> [What the task asks]: Copy out the rows below verbatim, starting at the line that contains "find copper bowl" and ending with the last row, both included.

Dataset excerpts about pointing at objects:
--- begin ---

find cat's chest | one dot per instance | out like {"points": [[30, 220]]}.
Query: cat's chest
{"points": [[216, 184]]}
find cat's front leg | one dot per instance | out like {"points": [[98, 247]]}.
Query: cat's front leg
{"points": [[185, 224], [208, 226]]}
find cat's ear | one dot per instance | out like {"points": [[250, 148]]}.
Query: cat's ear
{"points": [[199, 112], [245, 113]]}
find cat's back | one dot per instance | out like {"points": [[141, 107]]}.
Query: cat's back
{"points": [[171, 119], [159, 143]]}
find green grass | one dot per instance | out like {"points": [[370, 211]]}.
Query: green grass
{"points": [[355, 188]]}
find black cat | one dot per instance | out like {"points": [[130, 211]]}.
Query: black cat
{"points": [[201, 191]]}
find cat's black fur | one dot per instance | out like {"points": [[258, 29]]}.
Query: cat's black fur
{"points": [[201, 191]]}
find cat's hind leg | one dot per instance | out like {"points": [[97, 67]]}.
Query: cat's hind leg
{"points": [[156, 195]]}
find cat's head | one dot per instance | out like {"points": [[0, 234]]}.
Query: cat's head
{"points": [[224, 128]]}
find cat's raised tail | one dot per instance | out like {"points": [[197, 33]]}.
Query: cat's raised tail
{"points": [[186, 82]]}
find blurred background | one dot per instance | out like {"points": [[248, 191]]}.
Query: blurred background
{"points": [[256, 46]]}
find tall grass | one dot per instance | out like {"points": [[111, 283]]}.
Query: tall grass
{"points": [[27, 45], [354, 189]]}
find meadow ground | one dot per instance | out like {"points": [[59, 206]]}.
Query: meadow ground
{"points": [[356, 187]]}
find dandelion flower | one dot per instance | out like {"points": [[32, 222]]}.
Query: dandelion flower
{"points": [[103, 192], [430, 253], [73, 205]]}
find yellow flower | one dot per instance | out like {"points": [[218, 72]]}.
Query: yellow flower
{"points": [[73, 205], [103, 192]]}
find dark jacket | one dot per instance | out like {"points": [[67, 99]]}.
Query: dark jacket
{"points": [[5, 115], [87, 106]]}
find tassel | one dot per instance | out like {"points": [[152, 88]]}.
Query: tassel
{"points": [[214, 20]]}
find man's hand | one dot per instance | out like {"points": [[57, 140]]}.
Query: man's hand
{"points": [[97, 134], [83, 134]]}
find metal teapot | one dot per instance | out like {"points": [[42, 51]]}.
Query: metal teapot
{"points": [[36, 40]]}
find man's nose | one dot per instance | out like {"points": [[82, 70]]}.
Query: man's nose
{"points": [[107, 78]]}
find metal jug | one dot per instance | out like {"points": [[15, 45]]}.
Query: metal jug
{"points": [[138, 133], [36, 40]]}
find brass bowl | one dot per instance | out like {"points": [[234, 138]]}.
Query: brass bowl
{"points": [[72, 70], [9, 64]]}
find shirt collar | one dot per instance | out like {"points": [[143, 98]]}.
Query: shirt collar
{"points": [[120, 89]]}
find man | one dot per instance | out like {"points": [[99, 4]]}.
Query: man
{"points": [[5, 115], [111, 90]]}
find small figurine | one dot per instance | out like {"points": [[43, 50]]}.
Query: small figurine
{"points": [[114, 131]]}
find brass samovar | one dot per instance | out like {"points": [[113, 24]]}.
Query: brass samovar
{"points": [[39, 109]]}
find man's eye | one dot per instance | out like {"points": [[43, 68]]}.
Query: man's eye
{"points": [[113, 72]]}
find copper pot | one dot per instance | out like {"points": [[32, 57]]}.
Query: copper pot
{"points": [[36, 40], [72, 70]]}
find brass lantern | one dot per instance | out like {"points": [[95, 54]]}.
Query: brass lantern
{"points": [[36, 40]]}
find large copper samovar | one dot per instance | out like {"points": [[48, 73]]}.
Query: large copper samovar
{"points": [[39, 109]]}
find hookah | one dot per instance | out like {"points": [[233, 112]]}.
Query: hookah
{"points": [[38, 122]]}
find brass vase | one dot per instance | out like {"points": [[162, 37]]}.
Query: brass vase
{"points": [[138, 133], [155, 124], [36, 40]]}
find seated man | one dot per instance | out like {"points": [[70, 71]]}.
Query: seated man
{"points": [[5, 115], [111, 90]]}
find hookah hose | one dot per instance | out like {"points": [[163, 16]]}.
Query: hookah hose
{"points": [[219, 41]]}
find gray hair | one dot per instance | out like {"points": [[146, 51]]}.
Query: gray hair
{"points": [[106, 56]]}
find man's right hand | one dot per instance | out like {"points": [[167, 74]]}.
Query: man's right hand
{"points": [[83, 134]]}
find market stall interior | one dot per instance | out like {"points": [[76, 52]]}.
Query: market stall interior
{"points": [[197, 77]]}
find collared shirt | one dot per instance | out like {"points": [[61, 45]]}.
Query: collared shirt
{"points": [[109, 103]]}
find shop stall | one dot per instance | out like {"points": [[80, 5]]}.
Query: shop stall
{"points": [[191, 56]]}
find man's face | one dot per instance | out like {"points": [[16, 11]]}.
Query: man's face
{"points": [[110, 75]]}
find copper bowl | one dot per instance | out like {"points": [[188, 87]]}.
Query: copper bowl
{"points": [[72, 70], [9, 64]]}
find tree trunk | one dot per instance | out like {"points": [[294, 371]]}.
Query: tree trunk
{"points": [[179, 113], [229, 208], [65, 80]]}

--- end ---

> [Solved exercise]:
find copper bowl | one dot per instance | out like {"points": [[188, 87]]}.
Query: copper bowl
{"points": [[72, 70], [9, 64]]}
find tree trunk | one dot per instance | out like {"points": [[294, 371]]}.
Query: tree trunk
{"points": [[179, 113], [229, 208], [65, 80]]}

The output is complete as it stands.